[WORK TO BE COMPLETED] Render the data below as a JSON list of strings, with one string for each line and blank lines left out.
——
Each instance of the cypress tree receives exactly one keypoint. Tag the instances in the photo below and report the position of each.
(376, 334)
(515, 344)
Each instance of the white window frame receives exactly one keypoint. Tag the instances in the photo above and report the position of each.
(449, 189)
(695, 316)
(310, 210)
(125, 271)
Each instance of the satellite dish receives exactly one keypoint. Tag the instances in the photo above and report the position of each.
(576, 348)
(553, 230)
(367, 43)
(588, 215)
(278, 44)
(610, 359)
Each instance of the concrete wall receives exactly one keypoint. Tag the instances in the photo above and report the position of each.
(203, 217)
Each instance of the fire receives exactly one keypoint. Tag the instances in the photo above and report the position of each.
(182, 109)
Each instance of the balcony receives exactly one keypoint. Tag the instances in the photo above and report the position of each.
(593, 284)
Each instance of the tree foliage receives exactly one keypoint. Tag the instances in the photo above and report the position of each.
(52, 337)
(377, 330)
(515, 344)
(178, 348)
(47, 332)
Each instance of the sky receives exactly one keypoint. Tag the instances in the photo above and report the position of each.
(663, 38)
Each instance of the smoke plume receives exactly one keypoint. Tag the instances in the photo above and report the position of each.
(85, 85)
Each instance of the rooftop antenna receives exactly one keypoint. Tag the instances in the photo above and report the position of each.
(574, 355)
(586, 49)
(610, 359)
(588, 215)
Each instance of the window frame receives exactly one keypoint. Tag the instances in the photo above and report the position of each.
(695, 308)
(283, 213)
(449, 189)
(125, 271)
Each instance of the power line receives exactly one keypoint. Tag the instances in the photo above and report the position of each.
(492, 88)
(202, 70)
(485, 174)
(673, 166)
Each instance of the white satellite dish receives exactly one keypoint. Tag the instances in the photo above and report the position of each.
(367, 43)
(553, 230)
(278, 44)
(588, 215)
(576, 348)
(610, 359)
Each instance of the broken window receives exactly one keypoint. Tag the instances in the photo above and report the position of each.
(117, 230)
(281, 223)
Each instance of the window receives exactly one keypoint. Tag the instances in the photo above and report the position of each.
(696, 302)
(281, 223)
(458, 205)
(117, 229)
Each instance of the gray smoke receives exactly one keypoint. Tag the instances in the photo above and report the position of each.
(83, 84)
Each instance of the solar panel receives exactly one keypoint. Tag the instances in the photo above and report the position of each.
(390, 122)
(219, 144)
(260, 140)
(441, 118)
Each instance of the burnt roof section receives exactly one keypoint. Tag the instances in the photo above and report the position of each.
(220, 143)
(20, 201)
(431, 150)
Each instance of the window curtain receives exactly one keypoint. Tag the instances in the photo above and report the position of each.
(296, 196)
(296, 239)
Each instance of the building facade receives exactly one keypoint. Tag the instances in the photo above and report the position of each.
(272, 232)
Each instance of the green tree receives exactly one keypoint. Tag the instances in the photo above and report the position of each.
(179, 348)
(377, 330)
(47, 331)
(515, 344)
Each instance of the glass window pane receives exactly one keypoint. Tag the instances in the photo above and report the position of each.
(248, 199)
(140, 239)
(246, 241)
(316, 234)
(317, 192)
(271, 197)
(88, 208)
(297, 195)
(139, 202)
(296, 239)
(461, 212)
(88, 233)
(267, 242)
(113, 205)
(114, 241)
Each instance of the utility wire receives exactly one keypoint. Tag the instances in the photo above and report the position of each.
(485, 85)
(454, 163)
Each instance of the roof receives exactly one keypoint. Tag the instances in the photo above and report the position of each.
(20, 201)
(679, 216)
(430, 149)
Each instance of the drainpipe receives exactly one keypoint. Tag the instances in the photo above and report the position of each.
——
[CORRECT RESULT]
[
  "Each instance of the cypress tree receives exactly one keypoint. Tag the instances in the photo below and report the position of each.",
  "(376, 334)",
  "(515, 344)",
  "Each instance of the white window frame receives exactly one keypoint. Tag the instances in the photo above and report the position of each.",
  "(449, 189)",
  "(695, 316)",
  "(310, 210)",
  "(125, 271)",
  "Each instance of the satellite dish receives exactly one keypoint. Tag the instances in the photo above and report the position of each.",
  "(576, 348)",
  "(553, 230)",
  "(367, 43)",
  "(588, 215)",
  "(278, 44)",
  "(610, 359)",
  "Each instance of the concrete wall receives exactly one keypoint. Tag the instances in the photo above and report the position of each.",
  "(203, 217)",
  "Each instance of the fire receives exactly one keypoint. Tag the instances in the photo above and report the position of each.",
  "(182, 109)",
  "Each instance of the balcony receives exactly one keypoint. Tag the instances in the photo above and report the position of each.",
  "(593, 284)",
  "Each instance of the tree foliage receives exactly one keypoint. Tag the instances in the photo above and report the position of each.",
  "(52, 337)",
  "(377, 330)",
  "(515, 344)",
  "(178, 348)",
  "(47, 332)",
  "Each instance of the sky receives exactly one keypoint. Tag the instances in the photo above and report the position of each.",
  "(663, 38)",
  "Each instance of the smoke plume receives exactly one keypoint. Tag the instances in the photo above and report the position of each.",
  "(85, 85)",
  "Each instance of the rooftop antenna receives exactly one keypoint. Tag the instances in the photo above and report the position of each.",
  "(574, 355)",
  "(586, 49)",
  "(610, 359)",
  "(588, 215)",
  "Each instance of the window frame receives exactly one keypoint. Tag the instances in the photo above and report the position of each.",
  "(695, 308)",
  "(283, 213)",
  "(449, 189)",
  "(125, 271)",
  "Each instance of the power line receives exactly one keypoint. Tag the instances in the photo above and report the position of each.",
  "(492, 88)",
  "(202, 70)",
  "(485, 174)",
  "(673, 166)",
  "Each instance of the white satellite dish receives exactly one keypoint. Tag the instances in the photo above and report the position of each.",
  "(367, 43)",
  "(553, 230)",
  "(278, 44)",
  "(588, 215)",
  "(576, 348)",
  "(610, 359)",
  "Each instance of the broken window receives exactly one keypoint. Tag the instances in the photo above and report the position of each.",
  "(117, 230)",
  "(281, 223)",
  "Each instance of the window receives exactly one keypoint. Tag the instances in the photo above and report the position of each.",
  "(696, 302)",
  "(281, 223)",
  "(458, 205)",
  "(117, 229)",
  "Each instance of the gray smoke receives exactly one keypoint. Tag the instances in the photo above and report the position of each.",
  "(83, 84)",
  "Each instance of the solar panel receives exactly one keypoint. Tag the instances in the photo above and report the position of each.",
  "(390, 122)",
  "(219, 144)",
  "(260, 140)",
  "(441, 118)",
  "Each instance of the burnt roof section receives exactly one keypoint. Tag the instances in the photo above and report the position of each.",
  "(220, 143)",
  "(20, 201)",
  "(431, 150)",
  "Each instance of the window curtain receives exactly one keypoint. Tag the instances in the photo above and report the position of each.",
  "(296, 196)",
  "(296, 239)",
  "Each instance of the building facade receives exactly one keypoint. Tag the instances in the photo above and report the position of each.",
  "(272, 232)",
  "Each instance of the green tree receives exactly one keypoint. Tag the instances in the photo above and report the position of each.",
  "(179, 348)",
  "(377, 330)",
  "(47, 331)",
  "(515, 344)",
  "Each instance of the glass window pane receives exactly one keypoint. Tag the instances in the photo above and report the position of each.",
  "(248, 199)",
  "(140, 239)",
  "(246, 241)",
  "(316, 234)",
  "(317, 192)",
  "(271, 197)",
  "(88, 208)",
  "(297, 195)",
  "(139, 202)",
  "(296, 239)",
  "(461, 212)",
  "(88, 233)",
  "(267, 242)",
  "(113, 205)",
  "(114, 241)",
  "Each instance of the utility wire receives exactly one keypoint. Tag the instances in the photo above and report the position of each.",
  "(485, 85)",
  "(454, 163)",
  "Each instance of the roof receives exactly one keypoint. Tag the instances in the photo above and report the position of each.",
  "(20, 201)",
  "(679, 216)",
  "(430, 149)",
  "Each instance of the drainpipe receives exactly one keypoint. Tag the instances in the photo above and report the position of each."
]